MATERIAL SUPPLIED:
--- --- ---

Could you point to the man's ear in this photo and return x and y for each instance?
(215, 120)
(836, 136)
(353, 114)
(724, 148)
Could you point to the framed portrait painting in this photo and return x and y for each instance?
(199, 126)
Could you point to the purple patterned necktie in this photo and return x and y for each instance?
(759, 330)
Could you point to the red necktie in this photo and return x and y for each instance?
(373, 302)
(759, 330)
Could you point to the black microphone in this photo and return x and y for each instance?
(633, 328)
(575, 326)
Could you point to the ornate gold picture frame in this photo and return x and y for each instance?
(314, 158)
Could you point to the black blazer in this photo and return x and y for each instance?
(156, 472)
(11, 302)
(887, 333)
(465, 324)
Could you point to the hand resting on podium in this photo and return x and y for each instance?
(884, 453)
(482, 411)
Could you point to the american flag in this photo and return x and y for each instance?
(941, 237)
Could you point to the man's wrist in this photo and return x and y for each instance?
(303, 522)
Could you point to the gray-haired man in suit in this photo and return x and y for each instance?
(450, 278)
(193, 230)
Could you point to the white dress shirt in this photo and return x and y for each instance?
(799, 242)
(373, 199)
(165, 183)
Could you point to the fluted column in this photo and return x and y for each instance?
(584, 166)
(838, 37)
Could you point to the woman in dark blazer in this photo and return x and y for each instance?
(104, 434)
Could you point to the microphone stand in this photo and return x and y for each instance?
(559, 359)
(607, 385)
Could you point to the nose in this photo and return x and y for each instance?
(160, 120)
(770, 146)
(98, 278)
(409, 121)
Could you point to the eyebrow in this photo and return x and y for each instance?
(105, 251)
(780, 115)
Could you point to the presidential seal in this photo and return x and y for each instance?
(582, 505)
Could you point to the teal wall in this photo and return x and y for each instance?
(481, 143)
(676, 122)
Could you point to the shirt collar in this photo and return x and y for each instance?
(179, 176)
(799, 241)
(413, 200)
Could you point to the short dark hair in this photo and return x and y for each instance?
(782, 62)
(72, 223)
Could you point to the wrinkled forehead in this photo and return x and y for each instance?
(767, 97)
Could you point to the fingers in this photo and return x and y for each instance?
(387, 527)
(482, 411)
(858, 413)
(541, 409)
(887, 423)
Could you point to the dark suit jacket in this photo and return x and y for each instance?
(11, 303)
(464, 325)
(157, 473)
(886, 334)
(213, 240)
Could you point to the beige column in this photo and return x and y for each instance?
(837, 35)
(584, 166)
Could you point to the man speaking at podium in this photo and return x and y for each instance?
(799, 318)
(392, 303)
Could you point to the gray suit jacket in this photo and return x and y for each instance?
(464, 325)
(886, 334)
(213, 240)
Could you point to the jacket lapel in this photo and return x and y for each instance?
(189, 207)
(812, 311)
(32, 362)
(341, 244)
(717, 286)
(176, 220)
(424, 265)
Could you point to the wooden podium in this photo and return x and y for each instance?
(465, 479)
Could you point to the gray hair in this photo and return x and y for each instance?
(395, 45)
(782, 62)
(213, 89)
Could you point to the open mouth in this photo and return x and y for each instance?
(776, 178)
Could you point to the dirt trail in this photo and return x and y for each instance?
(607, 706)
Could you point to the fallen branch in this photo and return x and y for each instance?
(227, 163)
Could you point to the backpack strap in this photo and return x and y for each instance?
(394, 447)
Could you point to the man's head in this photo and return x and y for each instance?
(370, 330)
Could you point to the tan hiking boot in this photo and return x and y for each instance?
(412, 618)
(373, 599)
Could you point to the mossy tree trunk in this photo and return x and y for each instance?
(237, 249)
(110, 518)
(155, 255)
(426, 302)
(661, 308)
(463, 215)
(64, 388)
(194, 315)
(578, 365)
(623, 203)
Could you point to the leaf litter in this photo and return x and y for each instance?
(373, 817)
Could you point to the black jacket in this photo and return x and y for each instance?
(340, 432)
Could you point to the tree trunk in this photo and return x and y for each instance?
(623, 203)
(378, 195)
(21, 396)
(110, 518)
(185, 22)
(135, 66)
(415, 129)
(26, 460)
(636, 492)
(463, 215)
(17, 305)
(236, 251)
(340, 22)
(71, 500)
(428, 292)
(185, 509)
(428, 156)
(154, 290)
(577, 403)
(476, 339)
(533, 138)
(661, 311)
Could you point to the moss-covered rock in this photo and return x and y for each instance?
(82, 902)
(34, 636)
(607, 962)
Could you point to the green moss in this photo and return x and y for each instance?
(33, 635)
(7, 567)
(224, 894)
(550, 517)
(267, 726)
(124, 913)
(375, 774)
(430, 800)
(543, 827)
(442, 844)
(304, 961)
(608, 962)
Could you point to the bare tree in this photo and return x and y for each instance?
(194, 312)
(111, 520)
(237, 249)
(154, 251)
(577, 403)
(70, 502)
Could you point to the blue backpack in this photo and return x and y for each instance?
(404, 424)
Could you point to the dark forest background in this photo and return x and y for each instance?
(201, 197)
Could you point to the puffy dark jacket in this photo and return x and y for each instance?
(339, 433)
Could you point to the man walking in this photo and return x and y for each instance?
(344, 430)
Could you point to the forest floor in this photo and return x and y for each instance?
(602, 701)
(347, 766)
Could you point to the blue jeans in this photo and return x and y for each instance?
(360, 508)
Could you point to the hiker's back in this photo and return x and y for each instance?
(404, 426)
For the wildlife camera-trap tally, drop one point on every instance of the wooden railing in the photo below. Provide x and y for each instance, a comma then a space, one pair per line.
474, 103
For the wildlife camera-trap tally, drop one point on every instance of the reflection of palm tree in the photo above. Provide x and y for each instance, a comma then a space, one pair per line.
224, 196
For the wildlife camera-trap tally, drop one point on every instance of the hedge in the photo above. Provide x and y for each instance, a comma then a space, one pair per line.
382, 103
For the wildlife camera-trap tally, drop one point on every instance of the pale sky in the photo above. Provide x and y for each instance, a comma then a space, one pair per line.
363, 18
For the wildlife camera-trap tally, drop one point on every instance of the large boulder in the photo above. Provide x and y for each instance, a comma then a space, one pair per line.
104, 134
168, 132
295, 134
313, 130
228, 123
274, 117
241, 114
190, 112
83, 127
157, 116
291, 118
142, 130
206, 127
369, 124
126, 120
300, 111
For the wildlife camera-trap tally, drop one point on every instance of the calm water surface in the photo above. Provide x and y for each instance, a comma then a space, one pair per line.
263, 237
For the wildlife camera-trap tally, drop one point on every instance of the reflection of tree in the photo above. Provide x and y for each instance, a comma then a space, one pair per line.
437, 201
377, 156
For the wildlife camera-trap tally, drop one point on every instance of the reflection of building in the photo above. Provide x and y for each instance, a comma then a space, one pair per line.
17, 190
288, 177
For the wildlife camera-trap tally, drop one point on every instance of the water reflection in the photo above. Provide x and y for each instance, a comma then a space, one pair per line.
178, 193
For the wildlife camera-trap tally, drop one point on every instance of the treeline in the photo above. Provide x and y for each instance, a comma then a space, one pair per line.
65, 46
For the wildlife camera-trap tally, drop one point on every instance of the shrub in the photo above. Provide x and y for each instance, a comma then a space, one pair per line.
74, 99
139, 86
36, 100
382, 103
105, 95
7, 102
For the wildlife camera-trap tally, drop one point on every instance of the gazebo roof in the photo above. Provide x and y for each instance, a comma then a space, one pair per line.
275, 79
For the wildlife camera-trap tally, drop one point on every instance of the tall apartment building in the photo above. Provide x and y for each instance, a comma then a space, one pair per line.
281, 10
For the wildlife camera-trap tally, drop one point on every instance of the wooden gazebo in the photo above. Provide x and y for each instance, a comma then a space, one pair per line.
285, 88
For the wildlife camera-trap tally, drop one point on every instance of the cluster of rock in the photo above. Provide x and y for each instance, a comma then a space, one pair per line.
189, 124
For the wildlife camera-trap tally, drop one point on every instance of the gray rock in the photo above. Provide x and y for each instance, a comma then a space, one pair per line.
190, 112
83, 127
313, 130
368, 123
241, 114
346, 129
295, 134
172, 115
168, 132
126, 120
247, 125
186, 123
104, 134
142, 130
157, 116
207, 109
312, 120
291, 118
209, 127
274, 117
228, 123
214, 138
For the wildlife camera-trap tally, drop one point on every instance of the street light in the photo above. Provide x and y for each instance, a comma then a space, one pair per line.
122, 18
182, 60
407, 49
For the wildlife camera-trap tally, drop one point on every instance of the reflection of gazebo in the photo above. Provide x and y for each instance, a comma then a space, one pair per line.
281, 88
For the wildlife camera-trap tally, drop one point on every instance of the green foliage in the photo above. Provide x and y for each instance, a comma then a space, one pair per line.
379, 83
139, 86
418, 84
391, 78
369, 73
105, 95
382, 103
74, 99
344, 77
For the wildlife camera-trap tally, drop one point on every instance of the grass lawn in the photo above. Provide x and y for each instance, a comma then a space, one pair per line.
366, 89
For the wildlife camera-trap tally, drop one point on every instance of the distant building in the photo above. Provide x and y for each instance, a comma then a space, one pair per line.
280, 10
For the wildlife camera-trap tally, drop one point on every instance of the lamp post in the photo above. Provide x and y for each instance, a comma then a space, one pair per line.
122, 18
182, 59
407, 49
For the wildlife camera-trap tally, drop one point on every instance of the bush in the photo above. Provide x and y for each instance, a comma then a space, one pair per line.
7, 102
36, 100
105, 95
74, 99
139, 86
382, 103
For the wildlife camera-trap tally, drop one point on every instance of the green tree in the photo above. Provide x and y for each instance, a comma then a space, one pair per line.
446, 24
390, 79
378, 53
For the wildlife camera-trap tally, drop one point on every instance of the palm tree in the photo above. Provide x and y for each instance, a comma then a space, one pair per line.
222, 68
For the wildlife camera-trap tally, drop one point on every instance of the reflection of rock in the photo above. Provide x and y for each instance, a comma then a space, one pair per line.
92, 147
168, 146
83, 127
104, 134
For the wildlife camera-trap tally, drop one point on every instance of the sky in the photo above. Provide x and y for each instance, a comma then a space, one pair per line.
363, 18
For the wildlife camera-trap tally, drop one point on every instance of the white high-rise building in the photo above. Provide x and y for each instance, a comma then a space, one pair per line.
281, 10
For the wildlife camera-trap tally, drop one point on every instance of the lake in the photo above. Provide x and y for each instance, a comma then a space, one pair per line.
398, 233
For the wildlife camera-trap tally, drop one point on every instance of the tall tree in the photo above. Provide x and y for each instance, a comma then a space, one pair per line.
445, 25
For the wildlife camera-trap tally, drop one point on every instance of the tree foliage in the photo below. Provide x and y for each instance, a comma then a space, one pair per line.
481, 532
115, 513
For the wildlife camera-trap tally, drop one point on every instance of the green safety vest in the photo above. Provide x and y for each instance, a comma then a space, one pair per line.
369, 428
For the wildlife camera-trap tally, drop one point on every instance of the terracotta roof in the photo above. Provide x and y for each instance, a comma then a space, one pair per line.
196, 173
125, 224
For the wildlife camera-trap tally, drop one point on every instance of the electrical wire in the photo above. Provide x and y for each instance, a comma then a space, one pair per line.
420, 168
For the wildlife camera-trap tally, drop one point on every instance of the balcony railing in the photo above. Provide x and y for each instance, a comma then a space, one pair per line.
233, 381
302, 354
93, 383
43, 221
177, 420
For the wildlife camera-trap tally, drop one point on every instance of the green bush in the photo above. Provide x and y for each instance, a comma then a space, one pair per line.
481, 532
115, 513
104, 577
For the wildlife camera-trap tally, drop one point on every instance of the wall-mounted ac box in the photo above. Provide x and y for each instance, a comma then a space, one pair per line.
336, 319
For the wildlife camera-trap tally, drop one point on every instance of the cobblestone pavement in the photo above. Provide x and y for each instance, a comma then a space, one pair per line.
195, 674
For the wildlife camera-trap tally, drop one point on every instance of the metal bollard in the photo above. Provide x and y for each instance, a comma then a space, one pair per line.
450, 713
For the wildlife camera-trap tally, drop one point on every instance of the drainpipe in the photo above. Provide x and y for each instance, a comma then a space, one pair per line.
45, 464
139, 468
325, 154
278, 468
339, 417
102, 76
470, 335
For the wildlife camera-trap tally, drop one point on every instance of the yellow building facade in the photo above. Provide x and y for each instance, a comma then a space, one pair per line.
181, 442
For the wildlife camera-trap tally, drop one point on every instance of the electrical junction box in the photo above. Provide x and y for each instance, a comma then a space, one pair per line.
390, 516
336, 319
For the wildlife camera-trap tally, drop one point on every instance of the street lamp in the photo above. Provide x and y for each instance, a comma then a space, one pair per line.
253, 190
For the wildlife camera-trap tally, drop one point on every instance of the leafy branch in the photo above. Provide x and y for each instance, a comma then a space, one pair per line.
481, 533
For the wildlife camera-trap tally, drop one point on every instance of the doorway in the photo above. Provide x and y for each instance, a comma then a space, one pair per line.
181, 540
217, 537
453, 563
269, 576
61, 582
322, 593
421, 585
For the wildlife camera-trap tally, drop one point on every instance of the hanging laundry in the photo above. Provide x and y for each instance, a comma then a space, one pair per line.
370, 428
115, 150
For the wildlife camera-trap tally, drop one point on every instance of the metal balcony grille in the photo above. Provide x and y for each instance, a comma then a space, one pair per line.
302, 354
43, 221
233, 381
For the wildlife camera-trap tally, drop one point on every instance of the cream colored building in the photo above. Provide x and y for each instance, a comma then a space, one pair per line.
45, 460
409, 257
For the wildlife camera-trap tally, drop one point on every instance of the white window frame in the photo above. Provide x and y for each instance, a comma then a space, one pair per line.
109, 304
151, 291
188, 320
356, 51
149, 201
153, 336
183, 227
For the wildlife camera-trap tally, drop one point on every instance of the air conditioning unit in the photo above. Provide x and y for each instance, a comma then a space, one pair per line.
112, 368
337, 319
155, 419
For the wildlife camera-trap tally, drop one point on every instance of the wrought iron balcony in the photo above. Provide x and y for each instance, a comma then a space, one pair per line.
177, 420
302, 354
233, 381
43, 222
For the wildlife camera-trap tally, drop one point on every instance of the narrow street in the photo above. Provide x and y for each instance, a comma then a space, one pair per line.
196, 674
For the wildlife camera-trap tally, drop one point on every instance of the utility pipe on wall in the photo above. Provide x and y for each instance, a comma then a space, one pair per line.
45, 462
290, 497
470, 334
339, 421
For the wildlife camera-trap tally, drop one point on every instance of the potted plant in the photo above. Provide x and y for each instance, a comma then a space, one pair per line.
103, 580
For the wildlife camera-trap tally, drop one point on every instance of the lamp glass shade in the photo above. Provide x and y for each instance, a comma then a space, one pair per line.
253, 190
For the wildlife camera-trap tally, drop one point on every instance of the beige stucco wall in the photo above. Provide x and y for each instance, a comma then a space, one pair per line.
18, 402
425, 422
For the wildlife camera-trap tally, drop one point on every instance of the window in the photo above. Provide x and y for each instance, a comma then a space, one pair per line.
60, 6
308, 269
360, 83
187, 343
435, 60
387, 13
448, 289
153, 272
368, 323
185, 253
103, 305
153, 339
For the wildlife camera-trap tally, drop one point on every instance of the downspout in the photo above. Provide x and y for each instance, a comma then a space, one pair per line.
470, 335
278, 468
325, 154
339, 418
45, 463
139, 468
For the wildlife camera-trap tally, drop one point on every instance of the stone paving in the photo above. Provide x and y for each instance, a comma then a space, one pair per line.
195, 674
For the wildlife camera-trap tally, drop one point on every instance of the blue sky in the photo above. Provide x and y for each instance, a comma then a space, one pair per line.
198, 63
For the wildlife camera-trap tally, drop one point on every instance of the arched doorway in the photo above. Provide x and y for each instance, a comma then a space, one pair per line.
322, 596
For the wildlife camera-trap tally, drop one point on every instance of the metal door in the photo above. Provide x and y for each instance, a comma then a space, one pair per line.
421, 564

--- --- ---

WRITTEN INSTRUCTION:
Copy the listing again, starting with the line that contains "of the downspout" and going on through its final line, and keep every request unchanged. Scale each x and y coordinate in the answers by 1.5 and round it to a whole number, with halves rounding up.

TASK RESPONSE:
For the wildlife camera-trap tally, drop one point on every instance of the downspout in the photo above. Provide x and y for each instance, a comma then a space, one pair per line.
705, 503
417, 702
488, 231
509, 627
68, 695
209, 702
For the wildlife camera-trap tally, drop one point on every instance of the stone paving in the photo above. Provide x and y for each instance, a comma then a space, one pair per line.
293, 1011
For the wildlife camera-trap tally, drop one point on every instance of the blue sky in the photo above. Provide x and y for each instance, a comma then a space, one pair per line.
297, 95
For the wildlife camera-trap tally, drop one point on every instance of the arched doorway in the photo above. Provide x and y for each instance, a comma then a space, one pair per line.
483, 894
For the wildlife camera-trap tally, drop one point on every instance of the metal door in the photo above. Provide x and y for each instance, a comma then a space, one pair per line.
632, 846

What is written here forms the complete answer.